— begin SOURCE TEXT —

Exhibit 10(iii)(A)1

AT&T SHORT TERM INCENTIVE PLAN

(as amended March 1994 and January 2004)

1.     PURPOSE. The purpose of the AT&T Short Term Incentive Plan (the “Plan”)
is to provide Officers of AT&T Corp. (the “Company”) and its Affiliates with
incentive compensation based upon the level of achievement of financial and
other performance criteria. The Plan will enhance the ability of the Company and
its Affiliates to attract individuals of exceptional managerial talent upon
whom, in large measure, the sustained progress, growth and profitability of the
Company depends.

2.     DEFINITIONS. As used in the Plan, the following terms shall have the
meanings set forth below:

           (a)        “Affiliate” shall mean (i) any Person that directly, or
through one or more intermediaries, controls, is controlled by, or is under
common control with, the Company or (ii)                any entity in which the
Company has a significant equity interest, as determined by the Committee.

(b)         “Award” shall mean a cash payment of incentive compensation pursuant
to this Plan.

(c)         “Board” shall mean the Board of Directors of the Company.

(d)         “Change in Control” shall have the same meaning assigned to that
term in the AT&T 2004 Long Term Incentive Program (the “2004 LTIP”), as may be
amended from time to time, and any successor thereto.

(e)         “Code” shall mean the Internal Revenue Code of 1986, as amended from
time to time, and any successor thereto.

(f)         “Committee” shall mean the Compensation and Employee Benefits
Committee of the Board, or any successor to such committee, which shall include
at least two directors each of whom is an Outside Director, and “independent”
within the meaning of the applicable rules and regulations of the Securities and
Exchange Commission and the New York Stock Exchange (or, in each case, any
successor provision or term).

(g)         “Covered Employee” shall mean, with respect to a Performance Year, a
Participant who is a “covered employee” within the meaning of Section 162(m) of
the Internal Revenue Code with respect to the tax year for which the Company and
its Affiliates will be entitled to an income tax deduction for Awards (that are
not deferred) payable with respect to such Performance Year.

— end SOURCE TEXT —
— begin STORED ROWS —

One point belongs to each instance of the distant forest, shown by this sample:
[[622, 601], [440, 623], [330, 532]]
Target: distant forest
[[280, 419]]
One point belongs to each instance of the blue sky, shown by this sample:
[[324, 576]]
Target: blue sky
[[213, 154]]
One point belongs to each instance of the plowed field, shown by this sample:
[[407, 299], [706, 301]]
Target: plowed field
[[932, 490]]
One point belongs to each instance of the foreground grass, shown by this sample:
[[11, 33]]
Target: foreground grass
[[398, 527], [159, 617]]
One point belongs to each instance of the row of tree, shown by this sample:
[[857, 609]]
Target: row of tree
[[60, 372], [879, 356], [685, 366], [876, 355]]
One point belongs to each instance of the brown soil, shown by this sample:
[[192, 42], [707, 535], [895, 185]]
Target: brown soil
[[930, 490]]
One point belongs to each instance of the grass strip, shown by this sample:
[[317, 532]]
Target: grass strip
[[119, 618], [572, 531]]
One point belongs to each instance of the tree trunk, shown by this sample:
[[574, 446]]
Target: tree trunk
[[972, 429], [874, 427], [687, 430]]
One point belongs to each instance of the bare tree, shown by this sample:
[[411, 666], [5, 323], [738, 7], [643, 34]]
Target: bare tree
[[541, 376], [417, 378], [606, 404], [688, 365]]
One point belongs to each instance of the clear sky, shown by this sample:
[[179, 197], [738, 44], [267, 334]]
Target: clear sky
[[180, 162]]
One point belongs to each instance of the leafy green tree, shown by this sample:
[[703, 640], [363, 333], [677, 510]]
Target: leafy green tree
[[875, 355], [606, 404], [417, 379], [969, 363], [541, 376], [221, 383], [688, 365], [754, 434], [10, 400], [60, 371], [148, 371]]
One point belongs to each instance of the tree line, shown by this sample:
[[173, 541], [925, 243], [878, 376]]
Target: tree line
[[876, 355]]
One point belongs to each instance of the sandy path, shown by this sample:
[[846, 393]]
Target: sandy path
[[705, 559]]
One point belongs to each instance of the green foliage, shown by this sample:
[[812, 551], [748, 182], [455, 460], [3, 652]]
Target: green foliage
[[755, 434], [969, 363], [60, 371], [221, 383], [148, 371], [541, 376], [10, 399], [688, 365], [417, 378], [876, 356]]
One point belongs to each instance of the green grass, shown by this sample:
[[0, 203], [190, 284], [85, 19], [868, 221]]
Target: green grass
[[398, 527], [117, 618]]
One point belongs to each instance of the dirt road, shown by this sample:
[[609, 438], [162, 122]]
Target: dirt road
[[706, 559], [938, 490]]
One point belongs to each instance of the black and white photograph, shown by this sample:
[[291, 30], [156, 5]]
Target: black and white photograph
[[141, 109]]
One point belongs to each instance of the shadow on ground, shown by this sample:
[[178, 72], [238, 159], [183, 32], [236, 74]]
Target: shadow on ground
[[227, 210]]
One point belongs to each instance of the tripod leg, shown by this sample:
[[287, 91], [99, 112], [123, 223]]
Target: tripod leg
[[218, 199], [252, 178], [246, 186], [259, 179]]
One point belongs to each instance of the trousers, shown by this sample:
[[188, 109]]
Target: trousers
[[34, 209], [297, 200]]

— end STORED ROWS —

TASKS TO PERFORM:
(a) According to the incentive plan text, at least how many directors must the Committee include?
(b) Resume the incentive plan text after its final sentence and carry it forward in the same style.
The material above stands apart from the incentive plan text.

SOLVED PROBLEMS:
(a) At least two directors.

(b)
(h)         “Officer” shall mean any management employee of the Company or any
Affiliate holding a position as a “Manager O” or higher level in a non-banded
environment, or at a salary grade level above “E-band”, or its equivalent, in a
banded environment (formerly referred to as a “Senior Manager” from time to
time).

(i)         “Outside Director” shall mean those members of the Committee who are
“outside directors” (or any successor term) within the meaning of Section 162(m)
of the Internal Revenue Code and the regulations thereunder (or any successor
provisions).

(i)         “Participant” shall mean each and every Officer of the Company and
its Affiliates other than those Officers who are determined by the Committee, or
such person or committee empowered by the Committee, to be ineligible to
participate in the Plan.

(j)         “Performance Year” shall mean, with respect to an Award, the year in
which such Award was earned.

(k)         “Person” shall mean any individual, corporation, partnership,
association, joint-stock company, trust, unincorporated organization, or
government or political subdivision thereof.

(m)         “Section 162(m) Exemption” means the exemption from the limitation
on deductibility imposed by Section 162(m) of the Code that is set forth in
Section 162(m)(4)(C) of the Code.

(n)         “Target Award,” with respect to a potential Award, shall mean an
amount designated pursuant to Section 3 that will (subject to the final three
paragraphs of Section 3) be paid as the amount of such Award, if certain
performance criteria are achieved in the Performance Year as determined by the
Committee.

3.     AWARDS-GENERAL. The Committee shall approve Target Awards for
Participants eligible for Awards under the Plan for each Performance Year for
which it intends to make Awards. For each Performance Year the Committee shall
also establish performance criteria as described in A and B below to be
applicable to Awards for such Performance Year (and future Performance Years, as
the case may be). It is generally anticipated that such approval of Target
Awards and establishment of performance criteria shall be made prior to, or
shortly following, commencement of the Performance Year.

Performance criteria are:

    A.        Financial performance criteria of the Company and its Affiliates
(in each case, prepared on the same basis as the financial statements published
for financial reporting purposes except as adjusted pursuant to Section 5
hereof); and

    B.        Other performance criteria of the Company and its Affiliates.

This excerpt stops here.